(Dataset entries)
###

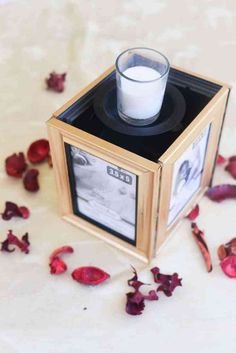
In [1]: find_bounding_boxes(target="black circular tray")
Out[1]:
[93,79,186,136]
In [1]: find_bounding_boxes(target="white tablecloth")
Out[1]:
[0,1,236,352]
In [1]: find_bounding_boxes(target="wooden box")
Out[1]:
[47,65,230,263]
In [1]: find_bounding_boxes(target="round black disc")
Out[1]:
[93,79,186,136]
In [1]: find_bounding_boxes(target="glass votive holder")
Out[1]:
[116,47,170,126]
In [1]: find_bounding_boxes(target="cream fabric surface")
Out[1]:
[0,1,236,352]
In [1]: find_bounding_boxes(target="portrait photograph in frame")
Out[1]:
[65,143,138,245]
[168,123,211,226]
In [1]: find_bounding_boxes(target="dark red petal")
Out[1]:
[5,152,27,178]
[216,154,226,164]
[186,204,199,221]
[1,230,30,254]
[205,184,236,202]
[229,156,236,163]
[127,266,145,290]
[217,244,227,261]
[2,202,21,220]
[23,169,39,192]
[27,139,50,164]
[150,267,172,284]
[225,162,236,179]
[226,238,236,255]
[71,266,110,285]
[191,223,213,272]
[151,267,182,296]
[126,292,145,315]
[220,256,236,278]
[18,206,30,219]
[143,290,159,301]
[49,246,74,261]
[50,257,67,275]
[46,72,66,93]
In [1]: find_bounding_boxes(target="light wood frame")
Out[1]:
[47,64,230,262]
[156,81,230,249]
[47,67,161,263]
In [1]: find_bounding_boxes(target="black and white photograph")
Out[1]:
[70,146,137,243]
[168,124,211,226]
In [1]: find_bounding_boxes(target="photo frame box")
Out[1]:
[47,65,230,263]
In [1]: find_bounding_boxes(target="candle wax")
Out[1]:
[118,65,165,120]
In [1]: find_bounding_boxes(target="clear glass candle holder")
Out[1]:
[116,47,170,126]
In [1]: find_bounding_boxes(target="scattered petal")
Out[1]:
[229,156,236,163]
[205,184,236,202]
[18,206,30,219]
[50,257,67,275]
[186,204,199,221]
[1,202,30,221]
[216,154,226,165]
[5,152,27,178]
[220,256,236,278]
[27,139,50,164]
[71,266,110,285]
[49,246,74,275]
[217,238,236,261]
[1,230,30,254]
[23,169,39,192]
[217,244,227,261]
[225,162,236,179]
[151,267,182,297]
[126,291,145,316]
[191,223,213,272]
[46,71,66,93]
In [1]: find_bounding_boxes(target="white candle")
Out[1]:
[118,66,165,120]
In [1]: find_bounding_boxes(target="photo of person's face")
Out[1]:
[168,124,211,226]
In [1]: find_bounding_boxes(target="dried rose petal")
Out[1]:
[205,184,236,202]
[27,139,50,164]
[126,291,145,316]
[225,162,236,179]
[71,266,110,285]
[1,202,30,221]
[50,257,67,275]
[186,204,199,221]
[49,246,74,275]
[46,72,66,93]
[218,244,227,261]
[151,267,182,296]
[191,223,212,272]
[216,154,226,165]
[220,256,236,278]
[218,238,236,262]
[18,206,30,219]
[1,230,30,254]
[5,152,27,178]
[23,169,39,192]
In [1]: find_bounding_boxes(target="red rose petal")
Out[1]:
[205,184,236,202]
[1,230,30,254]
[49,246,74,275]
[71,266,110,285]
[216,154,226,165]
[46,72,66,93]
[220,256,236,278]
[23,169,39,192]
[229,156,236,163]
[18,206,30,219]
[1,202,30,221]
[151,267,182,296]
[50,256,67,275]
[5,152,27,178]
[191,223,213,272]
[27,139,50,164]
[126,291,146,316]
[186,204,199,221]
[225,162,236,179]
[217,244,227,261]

###

Every line above that includes the word "holder" must appear in the answer.

◆ THE COMPLETED TASK ◆
In [1]: find_bounding_boxes(target="glass votive holder")
In [1]: find_bounding_boxes(target="clear glass candle holder")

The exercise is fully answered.